*What is needed*:
Reproduce each of the entries below word for word, leaving out the pictures.

## BEGIN Material supplied

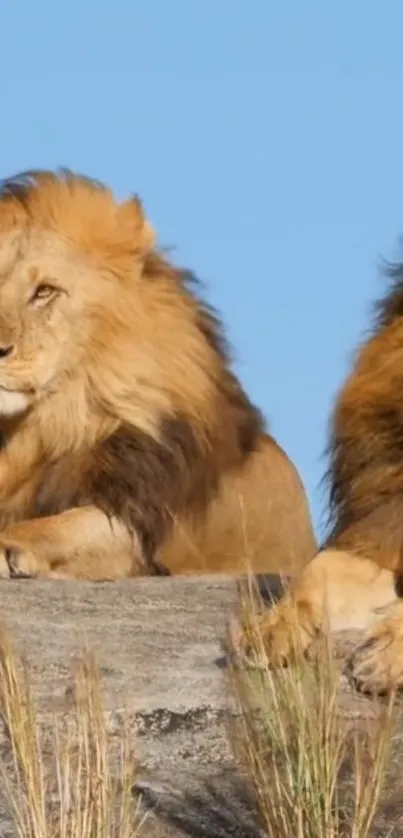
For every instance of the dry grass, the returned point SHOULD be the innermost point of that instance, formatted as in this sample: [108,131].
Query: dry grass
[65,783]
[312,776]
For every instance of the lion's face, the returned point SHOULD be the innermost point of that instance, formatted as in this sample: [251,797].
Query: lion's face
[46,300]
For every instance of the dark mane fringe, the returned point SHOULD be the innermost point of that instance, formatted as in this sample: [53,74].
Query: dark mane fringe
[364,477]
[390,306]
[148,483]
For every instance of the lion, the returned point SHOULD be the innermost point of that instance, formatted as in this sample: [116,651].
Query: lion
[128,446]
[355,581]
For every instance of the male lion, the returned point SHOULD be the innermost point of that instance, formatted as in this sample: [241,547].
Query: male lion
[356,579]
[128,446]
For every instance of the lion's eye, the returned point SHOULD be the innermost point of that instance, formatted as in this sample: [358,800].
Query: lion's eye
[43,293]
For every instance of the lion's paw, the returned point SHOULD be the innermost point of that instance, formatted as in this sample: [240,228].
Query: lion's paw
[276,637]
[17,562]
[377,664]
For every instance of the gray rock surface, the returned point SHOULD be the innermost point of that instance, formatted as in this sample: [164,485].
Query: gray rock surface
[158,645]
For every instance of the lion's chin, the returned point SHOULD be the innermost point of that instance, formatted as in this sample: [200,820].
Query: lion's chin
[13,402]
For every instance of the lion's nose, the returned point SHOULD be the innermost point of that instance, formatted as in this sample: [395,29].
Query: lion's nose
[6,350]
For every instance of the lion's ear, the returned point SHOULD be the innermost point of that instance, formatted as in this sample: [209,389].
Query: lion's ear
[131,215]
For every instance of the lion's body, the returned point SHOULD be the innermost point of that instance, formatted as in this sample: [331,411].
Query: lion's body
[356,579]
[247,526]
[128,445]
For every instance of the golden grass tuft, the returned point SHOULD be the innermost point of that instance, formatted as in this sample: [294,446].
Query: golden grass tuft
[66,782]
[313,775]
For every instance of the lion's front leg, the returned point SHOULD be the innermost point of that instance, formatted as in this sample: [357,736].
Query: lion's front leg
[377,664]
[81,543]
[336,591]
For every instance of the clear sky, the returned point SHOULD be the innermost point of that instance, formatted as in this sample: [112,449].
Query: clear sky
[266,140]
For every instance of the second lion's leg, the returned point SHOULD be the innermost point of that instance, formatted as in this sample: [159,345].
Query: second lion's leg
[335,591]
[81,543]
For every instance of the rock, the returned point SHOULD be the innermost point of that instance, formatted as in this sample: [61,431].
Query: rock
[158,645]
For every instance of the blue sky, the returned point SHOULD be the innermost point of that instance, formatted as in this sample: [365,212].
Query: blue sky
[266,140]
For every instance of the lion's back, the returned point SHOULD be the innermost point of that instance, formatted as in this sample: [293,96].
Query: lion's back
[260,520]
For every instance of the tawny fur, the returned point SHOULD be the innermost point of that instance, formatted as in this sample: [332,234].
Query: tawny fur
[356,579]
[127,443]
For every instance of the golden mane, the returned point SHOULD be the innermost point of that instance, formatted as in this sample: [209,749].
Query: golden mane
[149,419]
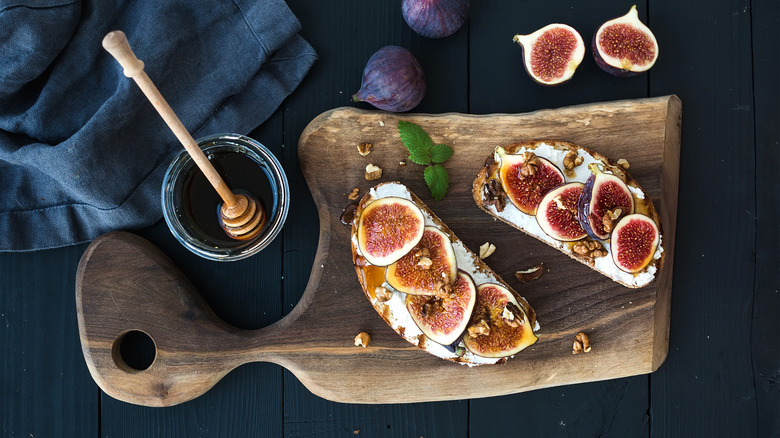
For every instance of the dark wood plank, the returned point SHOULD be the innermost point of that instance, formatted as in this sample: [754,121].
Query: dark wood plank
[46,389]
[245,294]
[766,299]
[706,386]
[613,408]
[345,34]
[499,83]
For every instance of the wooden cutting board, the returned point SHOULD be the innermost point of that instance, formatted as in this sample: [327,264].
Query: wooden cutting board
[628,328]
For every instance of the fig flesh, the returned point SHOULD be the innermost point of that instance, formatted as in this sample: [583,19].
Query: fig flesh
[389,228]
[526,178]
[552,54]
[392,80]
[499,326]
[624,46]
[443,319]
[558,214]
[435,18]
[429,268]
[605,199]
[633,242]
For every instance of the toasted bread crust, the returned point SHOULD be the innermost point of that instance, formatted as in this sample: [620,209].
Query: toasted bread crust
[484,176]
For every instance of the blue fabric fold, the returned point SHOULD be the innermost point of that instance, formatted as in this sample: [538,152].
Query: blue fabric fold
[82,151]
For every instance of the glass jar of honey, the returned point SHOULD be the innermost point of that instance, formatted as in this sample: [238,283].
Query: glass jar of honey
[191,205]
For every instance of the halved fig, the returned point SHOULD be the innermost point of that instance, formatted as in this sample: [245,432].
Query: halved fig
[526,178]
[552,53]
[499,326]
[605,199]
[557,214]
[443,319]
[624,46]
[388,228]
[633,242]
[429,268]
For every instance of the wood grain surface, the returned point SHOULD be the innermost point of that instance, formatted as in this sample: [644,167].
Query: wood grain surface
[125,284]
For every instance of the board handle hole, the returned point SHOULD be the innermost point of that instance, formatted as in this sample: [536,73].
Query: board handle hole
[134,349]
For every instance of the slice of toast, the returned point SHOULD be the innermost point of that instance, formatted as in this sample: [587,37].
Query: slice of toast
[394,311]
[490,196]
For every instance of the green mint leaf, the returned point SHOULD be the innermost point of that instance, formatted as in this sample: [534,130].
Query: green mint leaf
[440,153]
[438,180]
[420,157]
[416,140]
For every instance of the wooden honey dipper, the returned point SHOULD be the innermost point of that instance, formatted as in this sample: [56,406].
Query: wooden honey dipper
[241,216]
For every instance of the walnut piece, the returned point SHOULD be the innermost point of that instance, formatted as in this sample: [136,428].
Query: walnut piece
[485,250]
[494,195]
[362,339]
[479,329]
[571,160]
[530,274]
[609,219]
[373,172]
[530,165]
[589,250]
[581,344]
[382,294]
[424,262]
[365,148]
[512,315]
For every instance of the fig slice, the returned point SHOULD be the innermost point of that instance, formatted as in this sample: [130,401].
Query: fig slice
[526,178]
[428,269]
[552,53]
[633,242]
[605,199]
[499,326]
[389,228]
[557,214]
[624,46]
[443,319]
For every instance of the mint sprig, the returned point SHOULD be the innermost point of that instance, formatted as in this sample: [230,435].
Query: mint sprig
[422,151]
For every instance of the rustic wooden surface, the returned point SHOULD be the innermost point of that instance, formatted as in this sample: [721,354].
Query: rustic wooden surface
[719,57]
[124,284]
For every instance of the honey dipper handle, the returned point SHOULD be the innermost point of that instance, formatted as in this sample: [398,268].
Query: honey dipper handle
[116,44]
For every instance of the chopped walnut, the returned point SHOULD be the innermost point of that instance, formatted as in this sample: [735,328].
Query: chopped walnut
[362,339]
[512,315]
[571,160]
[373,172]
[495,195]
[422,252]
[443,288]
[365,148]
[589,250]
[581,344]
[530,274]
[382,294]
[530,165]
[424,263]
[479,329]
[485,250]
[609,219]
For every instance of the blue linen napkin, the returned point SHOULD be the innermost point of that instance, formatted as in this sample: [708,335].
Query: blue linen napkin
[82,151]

## END Material supplied

*Written response*:
For every instance of the dry grass, the returned point SHOULD be the innermost point of that instance, formatted as in this sample: [108,131].
Query: dry grass
[65,783]
[312,776]
For every instance of the lion's face, the returned point SHOULD be the innermost point of that instance, formatted as in this sample: [251,797].
Query: lion's face
[46,300]
For every instance of the dark mane fringe, the returned point SHOULD be the innermost point of that instance, formatted as in this sample: [53,74].
Query: dark mane fringe
[364,477]
[390,306]
[148,483]
For every instance of the lion, the returned point SHOULD be the innermost point of that instance, formatted as in this sample: [116,651].
Query: lion
[128,446]
[355,581]
For every instance of the male lion, the returned point SHOULD be the innermost point of that instance, formatted as in this sample: [241,547].
Query: male lion
[356,579]
[128,446]
For every instance of the lion's eye, the returned point SHOULD be the innermost point of that instance, formatted as in this sample: [358,800].
Query: lion's eye
[43,293]
For every instance of the lion's paw, the returned point SHOULD be the innermost point of that instance, formatted as in this sample: [240,228].
Query: lion's paw
[276,637]
[17,562]
[377,664]
For every instance of the gray rock surface, the returned point SHOULD be the innermost point of that instance, formatted as in this sample: [164,485].
Query: gray rock surface
[158,645]
For every instance of the lion's chin, the returned point SHOULD be the innermost point of that instance, formatted as in this sample: [200,820].
Query: lion's chin
[13,402]
For every instance of the lion's nose, the returned point SHOULD be the innermost point of that instance, formatted as in this sample: [395,29].
Query: lion's nose
[6,350]
For every instance of the lion's ear, the returned point SHOULD be the innermost point of that instance, formatted as in this sample: [209,389].
Query: lion's ear
[131,215]
For every instance of the lion's body, the returned point SHOULD be the innermost point of that instance, formatted as in this sample: [331,411].
Query: lion's body
[356,579]
[247,526]
[128,445]
For every instance of the golden grass tuft, the returned point SHOULD be the innermost point of that instance, formatted as in this sample: [294,446].
Query: golden grass tuft
[66,782]
[313,775]
For every instance of the lion's front leg, the returned point SHOULD be the innermost point of that instance, formatted as in this sample: [357,736].
Query: lion's front leg
[377,664]
[81,543]
[336,591]
For every instance of the clear sky, the returned point SHOULD be the innermost point of that instance, formatted as in this sample: [112,449].
Query: clear sky
[266,140]
For every instance of the second lion's leg, the returned point SHOULD be the innermost point of that instance, formatted as in this sample: [159,345].
Query: second lion's leg
[335,591]
[81,543]
For every instance of the rock, the returned point SHOULD be the innermost point of that instance, formatted as in this sample: [61,431].
Query: rock
[158,645]
For every instance of the blue sky, the returned point SHOULD be the innermost point of that instance, formatted as in this sample: [365,212].
Query: blue sky
[266,140]
For every instance of the lion's back, the returned point SHOULD be the innermost point of that instance, formatted as in this sample: [293,96].
Query: lion's back
[260,520]
For every instance of the tawny fur, the returned point SHOULD be the innermost point of that instance, formatted as in this sample: [332,234].
Query: tawny fur
[356,579]
[127,443]
For every instance of the golden mane, the returned point SHOULD be the innermost point of that instance, formatted as in this sample: [209,749].
Query: golden mane
[149,419]
For every instance of the dark wood plank, the returned point SHOULD be the innermost point of that instance, formatted as in this sample: [754,121].
Query: dark wood plank
[46,389]
[245,294]
[766,299]
[706,386]
[613,408]
[345,34]
[499,83]
For every instance of the wooden cutting board, the returned point SHOULD be the innermost point of that instance, formatted as in this sample: [327,264].
Query: wooden cutting board
[628,328]
For every instance of the fig flesh, the returned point SHOULD be the innermost point of that instance, formatted as in this sample: [583,19].
Query: fig flesh
[389,228]
[526,178]
[552,54]
[392,80]
[499,326]
[624,46]
[443,319]
[558,214]
[435,18]
[429,268]
[605,199]
[633,242]
For every instance of the toasted bread crust, the returned point SHOULD be the innermost point of that instance, formatted as in this sample: [620,209].
Query: toasted bread crust
[484,176]
For every instance of the blue fabric fold, the returned point SHOULD be the innermost point of that instance, formatted as in this sample: [538,152].
Query: blue fabric fold
[82,151]
For every instance of the glass jar of honey, the returned point SHOULD be the innermost point of that instance, formatted as in this sample: [238,283].
Query: glass jar of honey
[191,205]
For every instance of the halved fig, the returned point SHOULD be the innermost point of that instance, formatted as in this sample: [245,432].
Query: halved fig
[526,178]
[552,53]
[499,326]
[605,199]
[557,214]
[443,319]
[624,46]
[388,228]
[633,242]
[429,268]
For every instance of the wood grain surface, the returned point SHOULD be the innermost point of that instance, formatted as in this sample: [644,167].
Query: wood grain surface
[125,284]
For every instance of the board handle hole, the returned point SHOULD be the innermost point of that instance, formatted as in this sample: [536,73].
Query: board handle hole
[134,349]
For every instance of the slice of toast, the returned point SHOULD be the innermost point of that instance, formatted as in this sample: [587,37].
Query: slice of toast
[394,311]
[490,196]
For every instance of the green mint leaf, the returned point SHOULD be the innermost point of that instance, formatted as in this sample: [534,130].
Query: green mint leaf
[440,153]
[438,180]
[420,157]
[416,140]
For every instance of the wooden honey dipper, the returned point SHOULD be the innermost point of that instance, formatted as in this sample: [56,406].
Query: wooden honey dipper
[241,216]
For every instance of the walnut piece, the returned point SHOULD be the innermost point of that instance, formatted as in this sample: [136,428].
Query: walnut piece
[485,250]
[494,195]
[362,339]
[479,329]
[571,160]
[530,274]
[609,219]
[373,172]
[530,165]
[589,250]
[581,344]
[382,294]
[424,262]
[365,148]
[512,315]
For every instance of the fig slice, the returned point SHOULD be the innermost point of that instance, formatted as in this sample: [130,401].
Query: fig slice
[526,178]
[428,269]
[552,53]
[633,242]
[605,199]
[499,326]
[389,228]
[557,214]
[624,46]
[443,319]
For every instance of the mint sprig, the returned point SHOULD be the innermost point of that instance, formatted as in this sample: [230,435].
Query: mint sprig
[422,151]
For every instance of the rustic wooden surface, the returned point SHOULD be the innermost point of that instance, formatted as in this sample: [721,354].
Query: rustic wooden surface
[719,57]
[124,284]
For every instance of the honey dipper handle, the returned point SHOULD be the innermost point of that instance, formatted as in this sample: [398,268].
Query: honey dipper handle
[116,44]
For every instance of the chopped walnut, the returned point SHOULD be the innermost point of that instance, formatted as in this sample: [735,328].
Query: chopped walnut
[362,339]
[512,315]
[571,160]
[373,172]
[495,195]
[422,252]
[443,288]
[365,148]
[589,250]
[581,344]
[530,274]
[382,294]
[530,165]
[424,263]
[479,329]
[485,250]
[609,219]
For every instance of the blue linen napkin, the returned point SHOULD be the innermost point of that instance, formatted as in this sample: [708,335].
Query: blue linen napkin
[82,151]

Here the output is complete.